Executive Session (Clark Nomination)
Oct 10 2018 05:36 PM
Senator Cortez Masto: (4:43 p.m.)
- Spoke on the short-term insurance CRA.
- "Donald Trump has not yet been able to get the support in Congress he needs to repeal protections for people with preexisting conditions, but he has taken steps to circumvent the will of Congress and hack away at these protections bit by bit. In August he signed an executive order expanding access to what are called junk plans. These are health insurance plans that don't cover essential services like preexisting drugs, emergency room visits, or maternity care. These plans are designed for short-term use only and don't include protections for people with preexisting conditions."
Senator Thune: (4:50 p.m.)
- Spoke on Republican economic policy.
- "And the tax code helps determine whether large businesses hire, grow, and invest in the United States. A large business is going to find it pretty hard to create jobs or improve benefits for employees if it's struggling to stay competitive against foreign businesses paying much less in taxes. And large business sun likely to keep jobs and investment in the United States, if the tax code makes it vastly more expensive to hire American workers. Prior to the passage of the tax cuts and jobs act last December, our tax code was not helping our economy or American families. It was doing just the opposite. And so we took action. We cut tax rates for American families, doubled the child tax credit, and nearly doubled the standard deduction."
- Spoke in tribute to Sen. Grassley.
- "He had to contend with Democrat colleagues who did everything they could to delay and disrupt the process and to tank Justice Kavanaugh's confirmation. But no matter what tactics the Democrats resorted to, from interrupting the confirmation hearing to withholding critical information, Chairman Grassley stayed above the fray. He carried on with what needed to be done, whether that was compiling information from Justice Kavanaugh's time in the White House or interviewing witnesses."

Task goal: Write the next part of the Senate floor summary on the Clark nomination, starting after its last line. The listing that comes next has nothing to do with this material.

Raw data:
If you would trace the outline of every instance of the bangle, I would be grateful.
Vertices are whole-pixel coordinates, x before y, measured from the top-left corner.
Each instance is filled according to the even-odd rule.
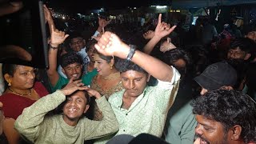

Answer to this task:
Senator Whitehouse: (5:04 p.m.)
- Spoke on climate change.
- "The Shaheen-Portman energy efficiency legislation would help move us toward that target. The American Council for an Energy-Efficient Economy says the bill would reduce carbon dioxide emissions by about 650 million metric tons over a 15-year period. The cumulative net savings from the bill would reach nearly $100 billion. My state of Rhode Island is a national leader in promoting energy efficiency, so we know how good programs like the Shaheen-Portman reforms are for consumers, for businesses, and for the environment. Rhode Island has consistently ranked among the top states for energy efficiency."
Senator Shaheen: (5:18 p.m.)
- Spoke on climate change.
- "You know, moose has been one of New Hampshire's iconic wildlife representatives, to put it the easiest way. The moose are something that we're very proud of in New Hampshire. We have seen them in the wildest parts of our state, some even as far south as where I live in southern New Hampshire. What we're seeing as the result of climate change is a 40% reduction in the moose in New Hampshire, and that's happening because, as I said, increases in insect-borne diseases. If you look very closely, this picture, which looks like there are these little round balls on this moose, those are ticks. Those are ticks that have been able to attach to the moose and in so many cases kill moose, and they are there because it's not getting cold enough in our winters to kill off those ticks."